> **Questions to answer**:
[a] In the article below on Mohamedou Ould Slahi's release from Guantanamo, copy out word for word the stretch from "In his first" through "in his book.".
[b] Take the article below on Mohamedou Ould Slahi's release from Guantanamo further, continuing it from its final sentence.

> **Document section**:
Guantanamo's 'most tortured man' released without charge
Mauritanian national Mohamedou Ould Slahi, regarded as the most tortured man in the history of Guantanamo Bay, has been released after being held without charge for nearly 14 years. He was reunited with his family in his native Mauritania on Monday.
Slahi, dressed in a traditional Mauritanian wide-sleeved robe known as a boubou, was greeted by his family and scores of friends as he arrived at his home in a working-class neighbourhood of the capital Nouakchott.
In his first comments broadcast by national television, the former prisoner thanked the Mauritanian president Mohamed Ould Abdel Aziz for "his efforts to bring him home".
Appearing cheerful and in good health, he did not comment on the conditions he faced in detention, which featured heavily in his book.
Slahi authored the memoir The Guantanamo Bay Diaries, which became an international bestseller in 2015.
He was arrested in Mauritania in 2001 and taken to Amman by the Jordanian armed forces.
He was then held in solitary confinement for more than seven months and was later taken to Bagram air base in Afghanistan. From there, he was flown to Guantanamo Bay and subjected to numerous counts of torture, according to firsthand reports documented in his memoir.
US guards at Gitmo used forced sleep deprivation techniques, shackling in stress positions, long bouts of excruciatingly loud heavy metal music and sexual threats against his mother.
His book made him the highest-profile Gitmo detainee unconnected to the 9/11 plot, where he wrote about longing to be united with his children, starting a small business and even welcoming his old prison guards for tea.
After appearing before a six-agency-panel-parole-board (PRB), the board decided on 14 July that he did not pose a strong enough threat to national security.

Source records:
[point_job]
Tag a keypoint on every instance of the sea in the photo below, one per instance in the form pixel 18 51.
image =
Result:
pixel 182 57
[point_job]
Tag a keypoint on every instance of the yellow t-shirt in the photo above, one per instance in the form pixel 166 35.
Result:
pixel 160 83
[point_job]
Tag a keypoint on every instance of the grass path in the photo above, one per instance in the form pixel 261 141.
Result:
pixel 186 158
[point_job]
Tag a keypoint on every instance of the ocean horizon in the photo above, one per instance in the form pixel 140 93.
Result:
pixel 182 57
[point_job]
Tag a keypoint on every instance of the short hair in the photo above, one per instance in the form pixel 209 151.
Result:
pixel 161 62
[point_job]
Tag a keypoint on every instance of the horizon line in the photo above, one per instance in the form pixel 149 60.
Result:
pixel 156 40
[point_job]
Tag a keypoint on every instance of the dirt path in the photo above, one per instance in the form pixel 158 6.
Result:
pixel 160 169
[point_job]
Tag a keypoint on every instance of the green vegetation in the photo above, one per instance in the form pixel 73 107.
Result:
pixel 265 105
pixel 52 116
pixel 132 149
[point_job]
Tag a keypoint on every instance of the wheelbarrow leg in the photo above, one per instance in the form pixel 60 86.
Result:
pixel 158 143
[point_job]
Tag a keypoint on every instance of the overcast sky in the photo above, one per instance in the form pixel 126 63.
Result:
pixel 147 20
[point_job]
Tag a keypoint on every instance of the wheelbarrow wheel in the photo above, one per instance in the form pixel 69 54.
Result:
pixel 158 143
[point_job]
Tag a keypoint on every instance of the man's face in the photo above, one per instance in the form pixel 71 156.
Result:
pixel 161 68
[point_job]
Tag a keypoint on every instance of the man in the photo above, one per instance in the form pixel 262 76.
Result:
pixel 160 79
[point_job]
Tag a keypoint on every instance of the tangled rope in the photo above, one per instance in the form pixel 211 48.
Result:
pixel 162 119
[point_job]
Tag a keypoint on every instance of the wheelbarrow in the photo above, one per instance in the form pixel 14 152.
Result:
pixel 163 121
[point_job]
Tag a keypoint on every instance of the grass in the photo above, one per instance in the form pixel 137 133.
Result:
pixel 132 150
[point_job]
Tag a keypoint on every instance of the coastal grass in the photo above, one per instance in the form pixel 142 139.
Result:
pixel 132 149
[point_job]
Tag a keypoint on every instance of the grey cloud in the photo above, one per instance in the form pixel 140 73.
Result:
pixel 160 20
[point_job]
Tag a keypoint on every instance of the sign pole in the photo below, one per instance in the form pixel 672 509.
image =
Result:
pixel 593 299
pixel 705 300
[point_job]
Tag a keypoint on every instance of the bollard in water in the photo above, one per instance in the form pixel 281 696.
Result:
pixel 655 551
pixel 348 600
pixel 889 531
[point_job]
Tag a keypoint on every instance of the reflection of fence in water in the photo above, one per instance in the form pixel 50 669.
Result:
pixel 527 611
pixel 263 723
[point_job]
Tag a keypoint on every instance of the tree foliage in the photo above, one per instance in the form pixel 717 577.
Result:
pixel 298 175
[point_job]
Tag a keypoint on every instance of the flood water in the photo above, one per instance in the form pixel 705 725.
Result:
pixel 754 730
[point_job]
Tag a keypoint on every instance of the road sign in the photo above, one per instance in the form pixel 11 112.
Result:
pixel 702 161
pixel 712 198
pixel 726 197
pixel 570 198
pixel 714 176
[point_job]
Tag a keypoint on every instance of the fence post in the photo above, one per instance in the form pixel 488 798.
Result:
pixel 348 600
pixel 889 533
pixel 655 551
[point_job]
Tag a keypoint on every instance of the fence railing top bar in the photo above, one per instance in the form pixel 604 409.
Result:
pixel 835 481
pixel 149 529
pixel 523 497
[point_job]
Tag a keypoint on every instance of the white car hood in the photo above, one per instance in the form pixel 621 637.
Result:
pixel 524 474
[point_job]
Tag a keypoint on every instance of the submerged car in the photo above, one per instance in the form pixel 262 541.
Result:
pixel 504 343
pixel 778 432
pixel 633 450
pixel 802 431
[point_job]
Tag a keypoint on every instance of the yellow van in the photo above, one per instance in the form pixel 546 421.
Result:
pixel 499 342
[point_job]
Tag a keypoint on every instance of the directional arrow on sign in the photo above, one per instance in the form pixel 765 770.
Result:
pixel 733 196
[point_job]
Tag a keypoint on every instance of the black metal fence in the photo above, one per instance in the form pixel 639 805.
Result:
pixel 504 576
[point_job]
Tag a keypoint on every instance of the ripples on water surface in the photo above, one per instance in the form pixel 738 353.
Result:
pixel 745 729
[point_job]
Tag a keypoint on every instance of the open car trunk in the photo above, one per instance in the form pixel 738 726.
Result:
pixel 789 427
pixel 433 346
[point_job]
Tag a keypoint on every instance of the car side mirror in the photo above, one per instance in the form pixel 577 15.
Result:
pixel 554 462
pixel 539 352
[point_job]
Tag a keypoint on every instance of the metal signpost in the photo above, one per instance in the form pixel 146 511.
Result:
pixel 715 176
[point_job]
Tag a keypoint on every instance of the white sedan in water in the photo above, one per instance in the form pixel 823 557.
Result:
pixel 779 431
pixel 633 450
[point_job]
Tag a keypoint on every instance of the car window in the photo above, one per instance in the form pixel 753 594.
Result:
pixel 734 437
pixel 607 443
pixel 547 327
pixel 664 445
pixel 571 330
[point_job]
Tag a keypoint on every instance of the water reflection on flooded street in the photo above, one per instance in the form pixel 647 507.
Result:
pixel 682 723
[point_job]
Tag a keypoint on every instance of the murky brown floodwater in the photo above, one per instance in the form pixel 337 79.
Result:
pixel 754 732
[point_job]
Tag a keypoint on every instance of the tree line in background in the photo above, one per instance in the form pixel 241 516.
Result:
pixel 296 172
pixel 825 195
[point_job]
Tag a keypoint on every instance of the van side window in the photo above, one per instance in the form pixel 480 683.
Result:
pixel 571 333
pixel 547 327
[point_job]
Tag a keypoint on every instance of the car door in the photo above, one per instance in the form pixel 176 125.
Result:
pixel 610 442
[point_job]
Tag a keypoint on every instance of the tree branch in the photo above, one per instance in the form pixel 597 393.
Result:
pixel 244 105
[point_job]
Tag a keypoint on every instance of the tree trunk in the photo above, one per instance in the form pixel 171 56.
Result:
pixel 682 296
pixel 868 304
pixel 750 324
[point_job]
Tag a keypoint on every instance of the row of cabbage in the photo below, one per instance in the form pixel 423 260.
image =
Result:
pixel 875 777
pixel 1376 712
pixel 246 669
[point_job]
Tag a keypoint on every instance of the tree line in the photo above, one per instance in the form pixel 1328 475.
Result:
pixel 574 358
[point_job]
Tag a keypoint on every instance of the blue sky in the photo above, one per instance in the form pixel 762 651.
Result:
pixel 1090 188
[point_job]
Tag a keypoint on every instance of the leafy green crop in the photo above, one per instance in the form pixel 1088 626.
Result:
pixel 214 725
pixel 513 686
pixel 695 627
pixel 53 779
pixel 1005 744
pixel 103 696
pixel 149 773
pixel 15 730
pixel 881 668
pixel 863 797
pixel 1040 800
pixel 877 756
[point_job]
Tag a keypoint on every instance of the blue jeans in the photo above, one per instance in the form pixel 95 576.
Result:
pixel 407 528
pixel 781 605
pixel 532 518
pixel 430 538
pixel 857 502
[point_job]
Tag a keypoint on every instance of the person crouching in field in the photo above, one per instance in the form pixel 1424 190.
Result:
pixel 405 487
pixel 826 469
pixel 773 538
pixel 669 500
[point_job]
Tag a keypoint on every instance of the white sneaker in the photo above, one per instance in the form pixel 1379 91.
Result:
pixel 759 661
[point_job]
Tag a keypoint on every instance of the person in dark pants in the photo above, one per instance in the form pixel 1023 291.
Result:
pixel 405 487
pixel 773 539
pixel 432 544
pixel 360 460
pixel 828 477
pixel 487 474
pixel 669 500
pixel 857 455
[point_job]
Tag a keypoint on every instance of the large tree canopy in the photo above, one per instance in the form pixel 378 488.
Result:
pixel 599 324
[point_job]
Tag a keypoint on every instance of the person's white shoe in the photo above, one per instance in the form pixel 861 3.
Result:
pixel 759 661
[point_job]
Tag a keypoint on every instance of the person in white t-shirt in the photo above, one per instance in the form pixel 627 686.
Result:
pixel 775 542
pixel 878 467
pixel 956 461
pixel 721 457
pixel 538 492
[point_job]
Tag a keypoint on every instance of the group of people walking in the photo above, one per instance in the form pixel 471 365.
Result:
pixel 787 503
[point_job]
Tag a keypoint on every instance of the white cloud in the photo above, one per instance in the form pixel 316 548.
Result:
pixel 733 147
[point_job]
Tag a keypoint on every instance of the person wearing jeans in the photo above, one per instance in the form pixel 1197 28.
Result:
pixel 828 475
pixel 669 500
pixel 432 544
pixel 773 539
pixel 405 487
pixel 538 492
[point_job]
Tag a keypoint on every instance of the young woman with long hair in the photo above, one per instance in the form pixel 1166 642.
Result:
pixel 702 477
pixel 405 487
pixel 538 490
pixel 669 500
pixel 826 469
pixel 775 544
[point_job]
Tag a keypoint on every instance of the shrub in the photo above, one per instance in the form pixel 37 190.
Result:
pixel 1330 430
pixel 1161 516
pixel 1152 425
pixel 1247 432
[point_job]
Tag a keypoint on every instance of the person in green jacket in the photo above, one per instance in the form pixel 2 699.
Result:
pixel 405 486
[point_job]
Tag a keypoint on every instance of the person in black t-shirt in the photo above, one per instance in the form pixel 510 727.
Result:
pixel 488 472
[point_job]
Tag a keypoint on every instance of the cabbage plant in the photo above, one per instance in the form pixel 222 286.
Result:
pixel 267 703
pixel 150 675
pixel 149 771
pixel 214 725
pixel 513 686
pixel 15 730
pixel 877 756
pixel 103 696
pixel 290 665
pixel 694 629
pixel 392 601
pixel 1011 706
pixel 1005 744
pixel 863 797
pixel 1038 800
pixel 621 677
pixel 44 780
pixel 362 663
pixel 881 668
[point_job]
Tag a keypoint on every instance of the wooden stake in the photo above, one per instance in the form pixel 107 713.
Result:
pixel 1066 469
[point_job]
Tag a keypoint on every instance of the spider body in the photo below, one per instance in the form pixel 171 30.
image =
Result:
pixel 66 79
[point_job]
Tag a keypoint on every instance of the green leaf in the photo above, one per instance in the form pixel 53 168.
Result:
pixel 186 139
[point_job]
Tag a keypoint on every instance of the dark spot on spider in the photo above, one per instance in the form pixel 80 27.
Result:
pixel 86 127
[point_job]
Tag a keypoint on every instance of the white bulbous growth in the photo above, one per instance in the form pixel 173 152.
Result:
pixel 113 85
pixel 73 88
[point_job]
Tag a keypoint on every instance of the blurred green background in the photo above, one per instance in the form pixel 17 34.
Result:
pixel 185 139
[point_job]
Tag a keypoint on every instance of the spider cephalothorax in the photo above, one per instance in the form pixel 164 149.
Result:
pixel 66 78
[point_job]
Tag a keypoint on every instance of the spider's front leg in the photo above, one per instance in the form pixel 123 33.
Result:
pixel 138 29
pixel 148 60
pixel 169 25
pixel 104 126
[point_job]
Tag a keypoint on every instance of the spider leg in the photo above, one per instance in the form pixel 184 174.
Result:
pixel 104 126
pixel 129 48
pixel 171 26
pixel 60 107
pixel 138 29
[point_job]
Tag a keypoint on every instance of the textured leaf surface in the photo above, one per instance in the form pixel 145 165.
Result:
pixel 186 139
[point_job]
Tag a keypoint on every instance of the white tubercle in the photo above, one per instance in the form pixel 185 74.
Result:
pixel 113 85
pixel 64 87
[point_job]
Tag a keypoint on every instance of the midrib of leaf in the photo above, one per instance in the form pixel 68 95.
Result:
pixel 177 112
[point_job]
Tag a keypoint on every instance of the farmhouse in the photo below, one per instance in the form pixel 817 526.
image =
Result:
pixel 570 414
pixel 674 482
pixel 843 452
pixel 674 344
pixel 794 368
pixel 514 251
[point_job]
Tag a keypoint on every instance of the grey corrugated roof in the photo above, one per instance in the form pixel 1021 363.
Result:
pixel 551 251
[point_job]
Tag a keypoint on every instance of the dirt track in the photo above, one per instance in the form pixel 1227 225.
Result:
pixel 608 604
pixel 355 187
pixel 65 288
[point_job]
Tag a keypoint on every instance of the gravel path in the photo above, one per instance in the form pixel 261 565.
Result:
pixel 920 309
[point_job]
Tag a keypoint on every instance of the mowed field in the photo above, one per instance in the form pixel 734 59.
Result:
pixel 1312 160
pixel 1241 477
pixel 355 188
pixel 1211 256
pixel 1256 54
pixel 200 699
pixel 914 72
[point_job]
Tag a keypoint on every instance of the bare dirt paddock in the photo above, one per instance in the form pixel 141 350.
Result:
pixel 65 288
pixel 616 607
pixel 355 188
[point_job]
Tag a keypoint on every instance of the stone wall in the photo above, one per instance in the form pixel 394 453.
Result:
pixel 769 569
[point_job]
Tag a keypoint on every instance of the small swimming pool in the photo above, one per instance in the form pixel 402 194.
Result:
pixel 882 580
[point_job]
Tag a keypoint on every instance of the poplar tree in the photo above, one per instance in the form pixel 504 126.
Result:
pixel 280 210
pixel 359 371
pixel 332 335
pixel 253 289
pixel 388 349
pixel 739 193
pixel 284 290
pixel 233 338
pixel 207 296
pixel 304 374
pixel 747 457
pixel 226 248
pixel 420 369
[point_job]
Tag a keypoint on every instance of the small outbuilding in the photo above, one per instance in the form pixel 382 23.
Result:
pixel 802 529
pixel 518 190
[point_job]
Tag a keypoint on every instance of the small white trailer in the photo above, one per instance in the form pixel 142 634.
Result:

> **Responses by item number**:
[a]
In his first comments broadcast by national television, the former prisoner thanked the Mauritanian president Mohamed Ould Abdel Aziz for "his efforts to bring him home".
Appearing cheerful and in good health, he did not comment on the conditions he faced in detention, which featured heavily in his book.

[b]
The decision to release Slahi came in part because of his “highly compliant behaviour” during his 14-year incarceration without charge.
Their decision also mentioned Slahi’s “candid responses” to board questions, “to include recognition of his past activities, clear indications of a change in the detainee’s mind-set”.
“We are thrilled that the PRB has cleared our client,” said Nancy Hollander, one of Slahi’s attorneys. “We will now work toward his quick release and return to the waiting arms of his loving family. This is long overdue.”
Among the evidence the PRB reviewed was a letter of support submitted by a former US military guard at Guantanamo who was assigned to Slahi for 10 months.
Born in 1970, Slahi was taken to Guantanamo Bay in 2003.
Slahi had won a scholarship to study in Germany where he earned a degree in electrical engineering from the University of Duisburg. In 1991, he had fought with the mujahadeen in Afghanistan when the Americans were funding and equipping anti-communist resistance cells. After his time in Afghanistan, he travelled back to Germany for work and returned to his native Mauritania in 2000.
Slahi has been open about his involvement in Afghanistan and publicly stated that he had never been an enemy combatant against the US.
Slahi’s February 2016 US intelligence threat assessment said that “throughout his detention,” Slahi had “maintained his support for jihad, but clarifies that his notion of jihad neither condones the killing of innocent people nor supports [Osama] Bin Laden’s version of justice”.
During his incarceration in Guantanamo Bay, Slahi was selected to be part of a “special interrogation plan” approved personally by former secretary of defence Donald Rumsfeld in 2003.
In Guantanamo, Slahi was held in the infamous Camp Echo in solitary confinement for years.
His torture was so severe - from being sleep deprived, shackled in stress positions and being sexually molested - that the marine colonel assigned to prosecute him quit.
He had also written in 2009 to his lawyers that all his confessions were the result of torture.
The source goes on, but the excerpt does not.